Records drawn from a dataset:

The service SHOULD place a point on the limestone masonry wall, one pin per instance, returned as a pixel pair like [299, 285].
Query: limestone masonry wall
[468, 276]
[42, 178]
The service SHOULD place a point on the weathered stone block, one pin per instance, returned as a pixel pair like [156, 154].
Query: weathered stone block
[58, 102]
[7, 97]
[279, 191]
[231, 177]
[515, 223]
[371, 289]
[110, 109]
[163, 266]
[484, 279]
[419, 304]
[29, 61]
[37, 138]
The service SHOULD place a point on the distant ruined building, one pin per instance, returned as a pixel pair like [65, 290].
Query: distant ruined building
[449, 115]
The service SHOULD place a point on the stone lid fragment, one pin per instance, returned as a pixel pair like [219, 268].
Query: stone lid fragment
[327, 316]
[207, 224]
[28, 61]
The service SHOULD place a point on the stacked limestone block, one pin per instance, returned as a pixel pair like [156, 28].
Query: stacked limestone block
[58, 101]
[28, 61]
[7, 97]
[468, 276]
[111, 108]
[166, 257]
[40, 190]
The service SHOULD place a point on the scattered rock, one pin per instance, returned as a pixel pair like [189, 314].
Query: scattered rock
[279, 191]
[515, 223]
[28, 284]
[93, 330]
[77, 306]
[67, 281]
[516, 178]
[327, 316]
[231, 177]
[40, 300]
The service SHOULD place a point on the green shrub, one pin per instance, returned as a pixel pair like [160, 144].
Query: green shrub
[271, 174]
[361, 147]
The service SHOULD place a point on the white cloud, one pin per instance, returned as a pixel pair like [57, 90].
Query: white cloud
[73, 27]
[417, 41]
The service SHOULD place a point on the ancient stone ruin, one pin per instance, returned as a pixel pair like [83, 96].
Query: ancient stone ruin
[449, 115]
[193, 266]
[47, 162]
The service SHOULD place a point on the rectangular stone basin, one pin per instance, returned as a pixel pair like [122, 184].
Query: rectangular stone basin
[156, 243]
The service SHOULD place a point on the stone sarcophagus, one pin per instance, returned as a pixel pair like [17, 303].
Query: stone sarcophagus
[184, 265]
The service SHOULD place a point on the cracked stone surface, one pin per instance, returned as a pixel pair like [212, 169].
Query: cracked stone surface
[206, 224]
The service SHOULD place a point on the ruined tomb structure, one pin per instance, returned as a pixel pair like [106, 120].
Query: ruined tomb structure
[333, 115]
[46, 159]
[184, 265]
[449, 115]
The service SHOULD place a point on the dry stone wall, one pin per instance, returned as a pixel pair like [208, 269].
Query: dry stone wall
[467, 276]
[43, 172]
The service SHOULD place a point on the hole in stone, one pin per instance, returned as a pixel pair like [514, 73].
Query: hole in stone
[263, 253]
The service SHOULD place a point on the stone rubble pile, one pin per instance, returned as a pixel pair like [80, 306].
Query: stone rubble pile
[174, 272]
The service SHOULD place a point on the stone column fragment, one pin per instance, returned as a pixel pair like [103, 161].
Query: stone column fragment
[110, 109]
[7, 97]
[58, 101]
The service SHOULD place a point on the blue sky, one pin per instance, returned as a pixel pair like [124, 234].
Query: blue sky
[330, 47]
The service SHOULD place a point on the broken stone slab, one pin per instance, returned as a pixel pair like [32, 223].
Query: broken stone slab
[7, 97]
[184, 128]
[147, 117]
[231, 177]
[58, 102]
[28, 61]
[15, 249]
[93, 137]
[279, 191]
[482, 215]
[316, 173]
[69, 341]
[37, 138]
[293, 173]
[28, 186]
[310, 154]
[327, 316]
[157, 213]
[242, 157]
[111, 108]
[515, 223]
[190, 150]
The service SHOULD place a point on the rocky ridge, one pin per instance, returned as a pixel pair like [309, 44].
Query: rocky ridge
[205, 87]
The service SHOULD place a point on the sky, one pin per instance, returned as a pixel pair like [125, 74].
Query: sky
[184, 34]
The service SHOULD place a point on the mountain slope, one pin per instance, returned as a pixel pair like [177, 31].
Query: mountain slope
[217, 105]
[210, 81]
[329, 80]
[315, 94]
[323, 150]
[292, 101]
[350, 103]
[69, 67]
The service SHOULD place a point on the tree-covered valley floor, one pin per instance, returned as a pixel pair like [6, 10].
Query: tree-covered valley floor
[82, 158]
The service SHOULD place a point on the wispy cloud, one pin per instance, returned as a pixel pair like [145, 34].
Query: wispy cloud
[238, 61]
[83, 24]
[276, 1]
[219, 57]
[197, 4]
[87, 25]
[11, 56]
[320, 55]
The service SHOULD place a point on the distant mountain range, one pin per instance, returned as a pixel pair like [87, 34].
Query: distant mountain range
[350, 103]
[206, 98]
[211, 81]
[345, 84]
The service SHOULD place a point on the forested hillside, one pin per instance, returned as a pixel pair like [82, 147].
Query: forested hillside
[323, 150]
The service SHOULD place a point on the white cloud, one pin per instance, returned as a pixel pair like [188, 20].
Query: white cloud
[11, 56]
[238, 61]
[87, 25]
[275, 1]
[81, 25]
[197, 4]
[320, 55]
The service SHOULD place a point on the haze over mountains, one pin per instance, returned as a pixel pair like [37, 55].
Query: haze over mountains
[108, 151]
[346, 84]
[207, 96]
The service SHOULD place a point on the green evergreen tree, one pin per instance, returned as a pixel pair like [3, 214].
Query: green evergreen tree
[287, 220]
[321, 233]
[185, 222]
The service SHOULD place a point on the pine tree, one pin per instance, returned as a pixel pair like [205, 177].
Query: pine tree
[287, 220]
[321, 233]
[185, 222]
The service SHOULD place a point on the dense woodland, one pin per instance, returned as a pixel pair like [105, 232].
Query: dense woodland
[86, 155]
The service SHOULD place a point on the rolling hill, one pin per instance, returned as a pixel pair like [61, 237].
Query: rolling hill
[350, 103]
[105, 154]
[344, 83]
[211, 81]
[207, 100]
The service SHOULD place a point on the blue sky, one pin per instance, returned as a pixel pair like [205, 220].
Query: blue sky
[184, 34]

--

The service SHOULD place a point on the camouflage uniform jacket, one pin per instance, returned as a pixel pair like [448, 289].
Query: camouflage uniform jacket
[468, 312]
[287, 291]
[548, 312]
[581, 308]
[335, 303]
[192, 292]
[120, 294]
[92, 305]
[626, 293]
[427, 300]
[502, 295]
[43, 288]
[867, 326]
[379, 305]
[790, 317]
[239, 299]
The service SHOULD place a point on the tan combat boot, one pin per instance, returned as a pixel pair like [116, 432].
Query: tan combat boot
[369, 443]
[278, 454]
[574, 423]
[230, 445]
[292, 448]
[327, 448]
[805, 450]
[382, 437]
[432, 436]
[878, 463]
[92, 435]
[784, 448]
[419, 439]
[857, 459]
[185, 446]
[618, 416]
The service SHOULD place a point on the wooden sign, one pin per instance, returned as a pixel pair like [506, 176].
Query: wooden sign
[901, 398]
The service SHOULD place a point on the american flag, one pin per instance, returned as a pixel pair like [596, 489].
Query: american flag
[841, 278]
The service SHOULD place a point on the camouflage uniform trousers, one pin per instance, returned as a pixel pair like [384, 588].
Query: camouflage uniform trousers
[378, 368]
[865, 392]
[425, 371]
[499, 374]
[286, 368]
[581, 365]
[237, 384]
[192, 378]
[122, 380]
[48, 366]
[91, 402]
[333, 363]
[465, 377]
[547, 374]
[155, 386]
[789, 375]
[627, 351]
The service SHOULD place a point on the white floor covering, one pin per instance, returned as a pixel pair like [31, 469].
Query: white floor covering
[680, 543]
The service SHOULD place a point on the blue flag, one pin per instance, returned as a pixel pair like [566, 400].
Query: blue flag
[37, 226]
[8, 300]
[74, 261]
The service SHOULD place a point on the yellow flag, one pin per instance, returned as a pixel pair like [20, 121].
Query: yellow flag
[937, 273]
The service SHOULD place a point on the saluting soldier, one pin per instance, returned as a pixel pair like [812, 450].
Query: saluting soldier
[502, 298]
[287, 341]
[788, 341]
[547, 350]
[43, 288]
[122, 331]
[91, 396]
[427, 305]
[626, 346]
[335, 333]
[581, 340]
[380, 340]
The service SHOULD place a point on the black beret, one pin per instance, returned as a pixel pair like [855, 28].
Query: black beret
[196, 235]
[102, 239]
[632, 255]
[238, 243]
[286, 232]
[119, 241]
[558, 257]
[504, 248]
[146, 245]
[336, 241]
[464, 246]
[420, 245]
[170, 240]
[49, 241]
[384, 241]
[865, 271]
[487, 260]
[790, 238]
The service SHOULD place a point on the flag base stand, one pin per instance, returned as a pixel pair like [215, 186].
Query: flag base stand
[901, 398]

[Your assignment]:
Look above for the line containing "The service SHOULD place a point on the limestone" and the line containing "The service SHOULD place a point on the weathered". Transcribe both, with the lines between them, exactly.

[Exercise result]:
The service SHOULD place a point on the limestone masonry wall, one pin per instance, returned as a pixel pair like [299, 285].
Query: limestone masonry wall
[468, 276]
[42, 178]
The service SHOULD place a point on the weathered stone block, one pin per instance, returned as a pixel pair like [156, 154].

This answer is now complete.